# Exercise aim:
Write out the rows below word for word, from the line containing "target: blue sea water" down to the line containing "task: trace the outline of every instance of the blue", with both of those lines included.

# Extracted material:
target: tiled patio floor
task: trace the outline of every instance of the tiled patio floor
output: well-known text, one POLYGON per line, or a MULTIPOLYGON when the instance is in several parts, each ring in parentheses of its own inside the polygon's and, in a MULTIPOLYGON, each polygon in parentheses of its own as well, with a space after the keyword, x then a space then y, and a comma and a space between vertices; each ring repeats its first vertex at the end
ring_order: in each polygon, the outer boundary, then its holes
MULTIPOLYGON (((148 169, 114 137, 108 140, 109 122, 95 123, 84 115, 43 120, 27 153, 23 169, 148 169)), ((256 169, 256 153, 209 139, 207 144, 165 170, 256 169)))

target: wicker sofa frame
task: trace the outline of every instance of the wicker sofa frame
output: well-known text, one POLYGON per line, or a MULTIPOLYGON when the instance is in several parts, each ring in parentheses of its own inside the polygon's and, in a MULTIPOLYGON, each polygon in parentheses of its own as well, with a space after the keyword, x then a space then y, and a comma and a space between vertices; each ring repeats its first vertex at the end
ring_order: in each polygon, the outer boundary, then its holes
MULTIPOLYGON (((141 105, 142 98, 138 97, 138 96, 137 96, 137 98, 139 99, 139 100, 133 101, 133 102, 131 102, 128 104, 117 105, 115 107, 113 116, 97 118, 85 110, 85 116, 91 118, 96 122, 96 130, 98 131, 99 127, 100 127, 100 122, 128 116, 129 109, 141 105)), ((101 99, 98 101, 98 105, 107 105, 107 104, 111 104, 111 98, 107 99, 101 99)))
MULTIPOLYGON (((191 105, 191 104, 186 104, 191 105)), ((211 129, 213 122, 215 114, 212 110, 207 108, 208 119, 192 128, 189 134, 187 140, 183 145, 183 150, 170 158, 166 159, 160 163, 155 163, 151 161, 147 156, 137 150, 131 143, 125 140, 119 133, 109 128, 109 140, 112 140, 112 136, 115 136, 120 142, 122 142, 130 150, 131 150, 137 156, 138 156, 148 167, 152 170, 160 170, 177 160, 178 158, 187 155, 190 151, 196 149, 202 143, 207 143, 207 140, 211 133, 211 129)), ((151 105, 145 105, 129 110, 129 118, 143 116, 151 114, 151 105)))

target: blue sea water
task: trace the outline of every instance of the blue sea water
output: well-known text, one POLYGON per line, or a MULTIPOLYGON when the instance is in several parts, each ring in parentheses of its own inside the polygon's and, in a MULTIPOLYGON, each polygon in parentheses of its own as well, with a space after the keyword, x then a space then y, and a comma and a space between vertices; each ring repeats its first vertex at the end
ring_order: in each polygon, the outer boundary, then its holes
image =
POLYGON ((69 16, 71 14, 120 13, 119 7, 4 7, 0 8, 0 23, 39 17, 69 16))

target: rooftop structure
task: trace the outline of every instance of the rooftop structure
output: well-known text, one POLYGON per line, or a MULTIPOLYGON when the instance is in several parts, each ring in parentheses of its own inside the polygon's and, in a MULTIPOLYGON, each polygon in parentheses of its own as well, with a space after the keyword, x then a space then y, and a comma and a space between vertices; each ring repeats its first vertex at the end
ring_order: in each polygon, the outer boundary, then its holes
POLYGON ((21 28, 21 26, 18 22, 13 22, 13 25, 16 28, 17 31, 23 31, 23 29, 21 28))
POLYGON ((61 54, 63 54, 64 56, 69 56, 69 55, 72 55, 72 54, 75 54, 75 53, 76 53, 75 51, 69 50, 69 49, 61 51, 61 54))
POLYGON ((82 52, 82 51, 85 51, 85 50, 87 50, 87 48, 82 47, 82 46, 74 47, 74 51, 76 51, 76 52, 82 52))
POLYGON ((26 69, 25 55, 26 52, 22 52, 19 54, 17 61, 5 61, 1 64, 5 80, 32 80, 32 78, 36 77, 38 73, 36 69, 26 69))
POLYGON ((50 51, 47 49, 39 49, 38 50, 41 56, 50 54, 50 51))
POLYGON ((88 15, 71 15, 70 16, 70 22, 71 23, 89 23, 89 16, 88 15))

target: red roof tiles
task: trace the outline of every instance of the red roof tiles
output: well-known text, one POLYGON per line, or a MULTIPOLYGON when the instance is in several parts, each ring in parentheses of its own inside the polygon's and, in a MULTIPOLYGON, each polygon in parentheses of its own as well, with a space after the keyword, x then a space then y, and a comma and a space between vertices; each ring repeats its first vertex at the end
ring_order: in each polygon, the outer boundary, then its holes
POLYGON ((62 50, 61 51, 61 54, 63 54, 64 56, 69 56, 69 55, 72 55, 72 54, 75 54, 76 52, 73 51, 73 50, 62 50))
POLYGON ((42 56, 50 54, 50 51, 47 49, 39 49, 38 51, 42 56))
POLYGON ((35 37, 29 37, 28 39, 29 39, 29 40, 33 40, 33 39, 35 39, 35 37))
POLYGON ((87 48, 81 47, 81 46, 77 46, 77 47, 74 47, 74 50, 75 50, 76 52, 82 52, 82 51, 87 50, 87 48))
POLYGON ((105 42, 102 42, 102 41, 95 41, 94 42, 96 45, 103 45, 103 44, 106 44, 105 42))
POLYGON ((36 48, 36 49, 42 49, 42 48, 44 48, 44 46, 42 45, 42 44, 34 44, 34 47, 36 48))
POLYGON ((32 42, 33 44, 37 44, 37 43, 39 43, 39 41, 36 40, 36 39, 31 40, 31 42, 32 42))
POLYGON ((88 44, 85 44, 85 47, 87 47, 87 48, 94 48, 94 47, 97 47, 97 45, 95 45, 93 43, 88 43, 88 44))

# Full response:
target: blue sea water
task: trace the outline of every instance of the blue sea water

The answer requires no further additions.